WHAT YOU NEED TO DO:
Print the entries underneath word for word, omitting whatever pictures they contain.
:: AVAILABLE RECORDS ::
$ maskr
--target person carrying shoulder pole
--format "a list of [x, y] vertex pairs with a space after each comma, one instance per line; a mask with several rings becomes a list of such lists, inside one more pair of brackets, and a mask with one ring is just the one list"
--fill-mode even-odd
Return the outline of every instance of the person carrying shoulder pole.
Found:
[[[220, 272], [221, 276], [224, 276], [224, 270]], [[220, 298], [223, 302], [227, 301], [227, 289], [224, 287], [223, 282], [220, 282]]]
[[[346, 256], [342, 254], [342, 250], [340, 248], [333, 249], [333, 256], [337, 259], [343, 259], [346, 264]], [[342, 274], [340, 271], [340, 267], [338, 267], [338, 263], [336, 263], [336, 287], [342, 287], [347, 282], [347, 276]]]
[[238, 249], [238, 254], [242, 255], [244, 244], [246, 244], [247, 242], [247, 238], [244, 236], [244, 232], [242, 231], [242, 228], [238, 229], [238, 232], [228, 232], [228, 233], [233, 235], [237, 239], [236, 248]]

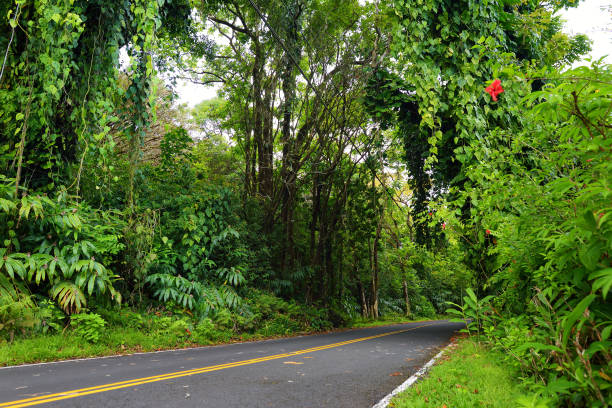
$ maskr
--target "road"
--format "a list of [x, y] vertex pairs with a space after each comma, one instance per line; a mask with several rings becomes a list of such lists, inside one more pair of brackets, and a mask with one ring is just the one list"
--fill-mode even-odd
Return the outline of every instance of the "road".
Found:
[[369, 408], [448, 343], [430, 321], [0, 369], [0, 408]]

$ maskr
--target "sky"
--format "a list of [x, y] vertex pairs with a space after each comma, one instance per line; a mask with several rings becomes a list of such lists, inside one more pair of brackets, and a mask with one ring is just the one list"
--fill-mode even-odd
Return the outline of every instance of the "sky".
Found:
[[[568, 34], [586, 34], [593, 40], [590, 56], [597, 59], [607, 55], [605, 62], [608, 64], [612, 64], [611, 6], [612, 0], [584, 0], [577, 8], [559, 13], [566, 20], [563, 31]], [[602, 7], [608, 7], [608, 10], [604, 11]]]
[[[593, 40], [593, 50], [587, 57], [597, 59], [607, 55], [606, 63], [612, 64], [612, 11], [602, 10], [602, 7], [606, 6], [612, 6], [612, 0], [583, 0], [578, 7], [562, 10], [559, 14], [566, 20], [563, 31], [568, 34], [586, 34]], [[179, 82], [176, 87], [178, 103], [193, 107], [203, 100], [214, 98], [217, 89], [185, 81]]]

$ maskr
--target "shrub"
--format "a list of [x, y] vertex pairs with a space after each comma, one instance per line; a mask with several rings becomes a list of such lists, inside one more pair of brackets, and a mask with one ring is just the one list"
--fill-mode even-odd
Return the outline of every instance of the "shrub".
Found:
:::
RESULT OF THE EXERCISE:
$ maskr
--target person carrying shoulder pole
--format "a list of [x, y] vertex pairs with a space after each comma, one instance per line; a mask with several rings becomes a list of such lists, inside one more pair of brackets, and a mask with one ring is just the one list"
--fill-mode even-odd
Return the outline of every instance of the person carrying shoulder pole.
Found:
[[[220, 272], [221, 276], [224, 276], [224, 270]], [[220, 298], [223, 302], [227, 301], [227, 289], [224, 287], [223, 282], [220, 282]]]
[[[346, 256], [342, 254], [342, 250], [340, 248], [333, 249], [333, 256], [337, 259], [343, 259], [346, 264]], [[342, 274], [340, 271], [340, 267], [338, 267], [338, 263], [336, 263], [336, 287], [342, 287], [347, 282], [347, 276]]]
[[238, 249], [238, 254], [242, 255], [244, 244], [246, 244], [247, 242], [247, 238], [244, 236], [244, 232], [242, 231], [242, 228], [238, 229], [238, 232], [228, 232], [228, 233], [233, 235], [237, 239], [236, 248]]

$ maskr
--target "road"
--format "a list of [x, y] vertex pairs with a space after each comma, one instance per line; a mask with several rings becomes a list of such lists, inside one more pair of brackets, and a mask with one ring is just the one list"
--fill-mode even-odd
Return the outline of every instance of the "road".
Found:
[[369, 408], [448, 343], [430, 321], [0, 369], [0, 408]]

$ maskr
--target "sky"
--format "a list of [x, y] vertex pairs with a space after each comma, one instance per line; a mask with several rings becomes a list of such lists, inside one more pair of brackets, and a mask with one ring is just the one list"
--fill-mode even-odd
Return the outline of every instance of the "sky".
Found:
[[[568, 34], [586, 34], [593, 40], [590, 56], [597, 59], [607, 55], [605, 62], [608, 64], [612, 64], [611, 6], [612, 0], [584, 0], [577, 8], [559, 13], [566, 20], [563, 31]], [[602, 7], [608, 7], [608, 10], [604, 11]]]
[[[593, 40], [593, 50], [587, 57], [597, 59], [607, 55], [606, 63], [612, 64], [612, 11], [602, 10], [602, 7], [606, 6], [612, 6], [612, 0], [583, 0], [578, 7], [562, 10], [559, 14], [566, 20], [563, 31], [568, 34], [586, 34]], [[179, 82], [176, 87], [178, 103], [193, 107], [203, 100], [214, 98], [217, 89], [185, 81]]]

$ maskr
--target "shrub"
--format "a list of [x, y] vertex pairs with a space after each comma, one instance per line; a mask with several rings becomes a list of such lists, inside one more pair of brackets, and a mask with one ring is just the one list"
--fill-mode even-odd
Return the outline of every instance of the "shrub".
Found:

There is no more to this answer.